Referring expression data
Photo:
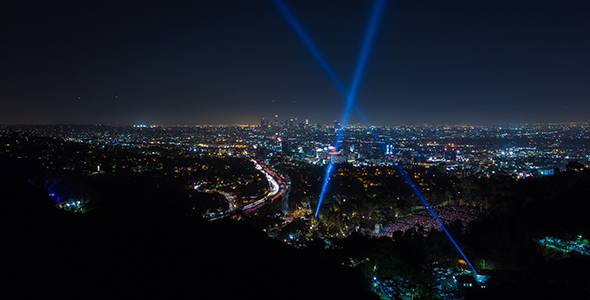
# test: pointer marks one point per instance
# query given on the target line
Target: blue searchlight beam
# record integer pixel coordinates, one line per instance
(350, 97)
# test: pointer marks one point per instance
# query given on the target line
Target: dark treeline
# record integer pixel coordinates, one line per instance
(151, 251)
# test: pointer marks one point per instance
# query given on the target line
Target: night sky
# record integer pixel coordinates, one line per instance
(234, 62)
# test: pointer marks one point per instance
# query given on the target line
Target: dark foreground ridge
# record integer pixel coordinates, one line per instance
(152, 251)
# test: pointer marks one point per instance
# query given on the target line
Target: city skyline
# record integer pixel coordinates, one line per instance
(221, 62)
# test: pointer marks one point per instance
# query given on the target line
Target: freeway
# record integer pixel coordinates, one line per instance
(277, 186)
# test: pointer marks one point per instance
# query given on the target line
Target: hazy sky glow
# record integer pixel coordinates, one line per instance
(233, 62)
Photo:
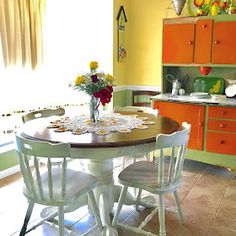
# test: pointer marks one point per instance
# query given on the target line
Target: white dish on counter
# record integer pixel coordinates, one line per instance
(200, 95)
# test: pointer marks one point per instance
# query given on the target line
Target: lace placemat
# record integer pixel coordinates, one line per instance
(110, 122)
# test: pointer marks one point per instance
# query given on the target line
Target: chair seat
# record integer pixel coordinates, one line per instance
(144, 174)
(77, 183)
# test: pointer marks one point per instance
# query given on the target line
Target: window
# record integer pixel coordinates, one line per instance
(75, 33)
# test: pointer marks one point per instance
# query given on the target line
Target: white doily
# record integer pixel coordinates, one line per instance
(107, 123)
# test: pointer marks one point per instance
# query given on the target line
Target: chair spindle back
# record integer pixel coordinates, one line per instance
(35, 174)
(169, 170)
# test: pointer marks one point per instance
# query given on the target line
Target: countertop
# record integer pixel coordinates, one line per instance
(188, 99)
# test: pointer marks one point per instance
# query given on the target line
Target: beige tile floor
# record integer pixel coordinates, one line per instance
(208, 199)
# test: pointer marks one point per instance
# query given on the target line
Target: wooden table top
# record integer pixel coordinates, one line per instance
(37, 129)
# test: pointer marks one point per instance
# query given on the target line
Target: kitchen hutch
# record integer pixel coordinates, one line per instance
(188, 43)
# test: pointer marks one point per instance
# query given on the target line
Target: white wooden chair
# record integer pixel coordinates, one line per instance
(52, 185)
(141, 110)
(43, 113)
(157, 177)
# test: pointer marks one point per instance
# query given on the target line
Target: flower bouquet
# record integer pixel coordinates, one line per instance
(98, 85)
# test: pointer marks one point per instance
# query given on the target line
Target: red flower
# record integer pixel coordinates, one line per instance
(94, 78)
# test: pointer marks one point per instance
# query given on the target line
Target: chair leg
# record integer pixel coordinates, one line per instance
(27, 218)
(120, 204)
(179, 210)
(161, 215)
(123, 163)
(95, 209)
(138, 198)
(61, 220)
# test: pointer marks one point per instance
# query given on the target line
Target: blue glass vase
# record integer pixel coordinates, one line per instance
(93, 108)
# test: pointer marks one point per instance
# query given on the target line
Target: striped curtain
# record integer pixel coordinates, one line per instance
(21, 24)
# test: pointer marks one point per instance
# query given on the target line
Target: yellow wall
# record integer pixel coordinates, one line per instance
(143, 35)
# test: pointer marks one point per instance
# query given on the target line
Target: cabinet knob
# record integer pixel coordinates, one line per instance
(223, 112)
(201, 123)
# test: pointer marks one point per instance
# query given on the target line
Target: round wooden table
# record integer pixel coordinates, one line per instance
(100, 150)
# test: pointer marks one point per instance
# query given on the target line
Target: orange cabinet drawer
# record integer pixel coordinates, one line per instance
(222, 112)
(222, 125)
(221, 143)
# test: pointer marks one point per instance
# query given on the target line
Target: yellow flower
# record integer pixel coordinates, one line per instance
(93, 65)
(109, 77)
(79, 80)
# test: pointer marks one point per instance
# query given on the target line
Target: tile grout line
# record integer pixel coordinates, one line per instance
(193, 185)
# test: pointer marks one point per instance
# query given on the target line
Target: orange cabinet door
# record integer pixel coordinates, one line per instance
(222, 112)
(222, 125)
(203, 41)
(221, 143)
(224, 49)
(178, 43)
(193, 114)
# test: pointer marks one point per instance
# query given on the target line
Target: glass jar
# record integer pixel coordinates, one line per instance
(197, 86)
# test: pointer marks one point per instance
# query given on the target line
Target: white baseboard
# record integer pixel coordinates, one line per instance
(9, 171)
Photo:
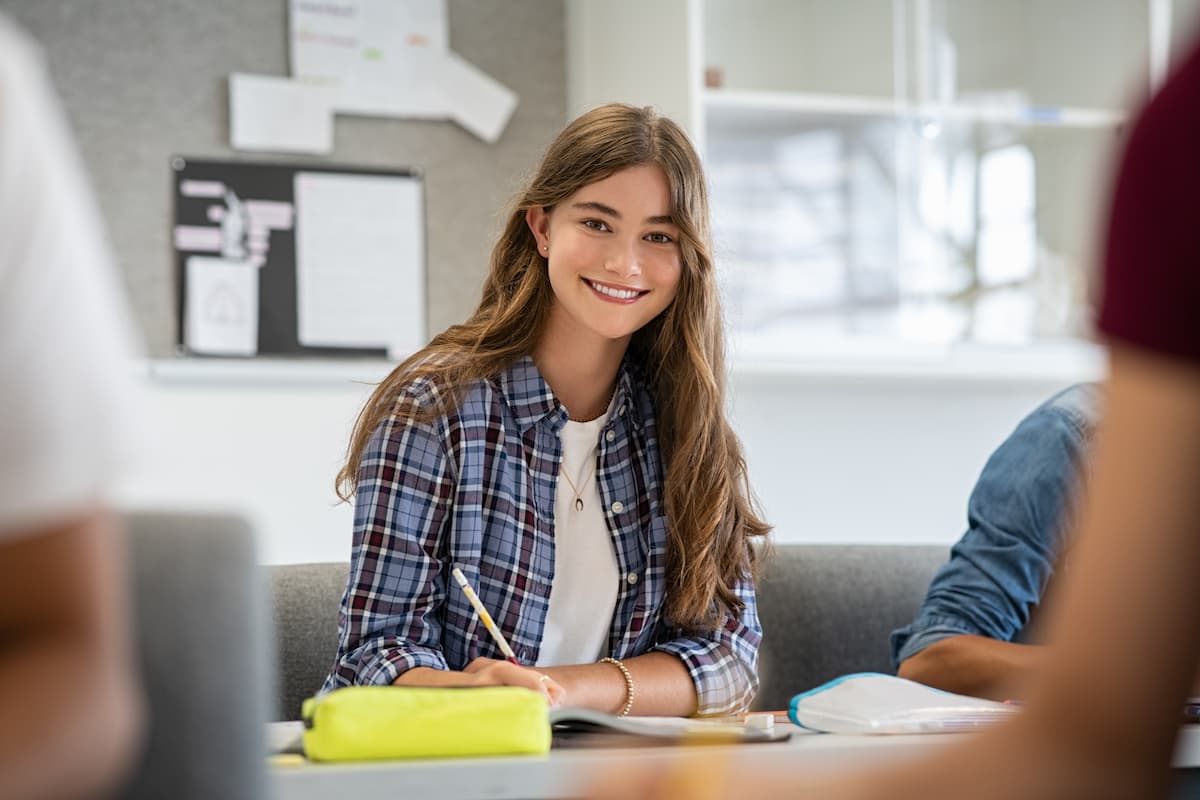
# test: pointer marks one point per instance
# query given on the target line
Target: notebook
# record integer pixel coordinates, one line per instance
(585, 727)
(883, 704)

> WHAT YOU ARE ASKED TO DO
Apart from the pictures, every record must be set down exactly.

> ANSWER SPACE
Photo:
# test: pointer marks one point per instance
# query given on the target line
Target: blue searchlight beam
# record integer pixel coordinates, one line per instance
(350, 97)
# test: pointer marks one point per instance
# query given on the target line
Target: dark treeline
# record integer pixel coordinates, one line per instance
(151, 251)
# test: pointer marks one point per instance
# query given on the target line
Target: night sky
# record integer pixel coordinates, one line per instance
(234, 62)
# test: pointer marks one point per instance
# query given on the target line
Target: dark foreground ridge
# record integer pixel coordinates, one line per instance
(152, 251)
# test: pointer marks one point per instance
# query given on the target line
Target: city skyline
# record integer pixel coordinates, one line per instance
(221, 62)
# test: pointer marks one point per instance
# query given on the target line
Target: freeway
# record integer pixel coordinates, one line per instance
(277, 186)
# test: pointer marks one point per instance
# query given on the target line
Target: hazy sky glow
# record integer pixel coordinates, one line per instance
(233, 62)
Photo:
# test: pointer marks one point per instance
# query given on the target line
Target: white dish on counter
# record integer pixel coordinates, one line per instance
(200, 95)
# test: pointer marks one point per instance
# query given on the target line
Target: lace placemat
# record integer pixel coordinates, one line per instance
(110, 122)
# test: pointer marks one point per instance
# query given on the target line
Target: chair seat
# record integer pixel coordinates, one line per instance
(144, 174)
(77, 183)
# test: pointer marks one point per instance
# query given on the target line
Target: window
# record integer pixel coordinates, one line per instance
(75, 33)
# test: pointer marks one point per instance
# query given on the target line
Target: white doily
# record integer pixel coordinates, one line per instance
(107, 123)
# test: pointer marks one point per instance
# query given on the target line
Target: chair spindle back
# record integer pixel coordinates, one line per instance
(35, 174)
(169, 170)
# test: pointer marks one point per instance
# query given on the target line
Target: countertop
# record integer pixel coordinates, one line per instance
(188, 99)
# test: pointer marks one point per instance
# query given on the target line
Target: beige tile floor
# record integer pixel coordinates, one line per instance
(208, 199)
# test: pointer marks one point per instance
# query given on the target line
Target: wooden table top
# record integer pixel coordinates, one line per instance
(37, 129)
# test: pointer marks one point per instance
# query given on the target line
Target: kitchen hutch
# record integer pixel coordinates, one line per instance
(188, 43)
# test: pointer marks one point per instance
# query given on the target line
Target: white wooden chair
# record integer pixel coordinates, one line per instance
(52, 185)
(141, 110)
(43, 113)
(157, 177)
# test: pointer marks one point per instance
# query given on the target line
Target: flower bouquet
# record integer pixel coordinates, one line per instance
(98, 85)
# test: pointer marks one point per instance
# query given on the target line
Target: red flower
# record integer pixel coordinates, one line per instance
(94, 78)
# test: pointer marks one point per instance
# query given on the target line
Target: chair leg
# record integer pixel coordinates, one line per instance
(27, 218)
(120, 204)
(179, 210)
(161, 215)
(123, 163)
(95, 209)
(138, 198)
(61, 220)
# test: pointer marks one point per instance
# query given on the target line
Target: blue glass vase
# record integer pixel coordinates, one line per instance
(93, 108)
# test: pointer marks one point per instance
# query given on the target line
Target: striped curtain
# record integer pixel coordinates, one line per instance
(21, 24)
# test: pointer marks one point per instance
# query given on the target line
Target: yellow wall
# record integer pixel coordinates, one line per instance
(143, 35)
# test: pointer marks one point per instance
# query given on the target line
Target: cabinet knob
# record integer pixel coordinates, one line per instance
(223, 112)
(201, 123)
# test: pointer marks one point per instance
# query given on the target line
Target: round wooden table
# record integer pixel coordinates, one line per instance
(100, 150)
# test: pointer marks one point per instance
# query given on the target line
Target: orange cabinet drawer
# record integer pixel coordinates, one line per instance
(222, 112)
(222, 125)
(221, 143)
# test: pointer marks one point per instance
# query given on the target line
Target: yellow flower
# record integer pixel coordinates, one line per instance
(93, 65)
(109, 77)
(79, 80)
# test: pointer marks one point per instance
# query given on the target line
Target: tile grout line
# record integer pixel coordinates, one line per instance
(193, 185)
# test: pointer marks one point per instance
# query given on the target line
Target: orange cabinet door
# record integer pixel coordinates, one line per instance
(222, 112)
(222, 125)
(203, 41)
(221, 143)
(224, 49)
(178, 43)
(193, 114)
# test: pointer marks one point per instance
# query given on the target line
Target: glass jar
# record integer pixel coordinates, one line per instance
(197, 86)
# test: pointer marks one point per instance
# query given on the target line
Target: white baseboard
# record integer pixel coordinates, one line per instance
(9, 171)
Photo:
# test: pointer marks one point per instance
# query given on the target line
Target: notebook
# record integer pixel coordinates, one line per instance
(585, 727)
(883, 704)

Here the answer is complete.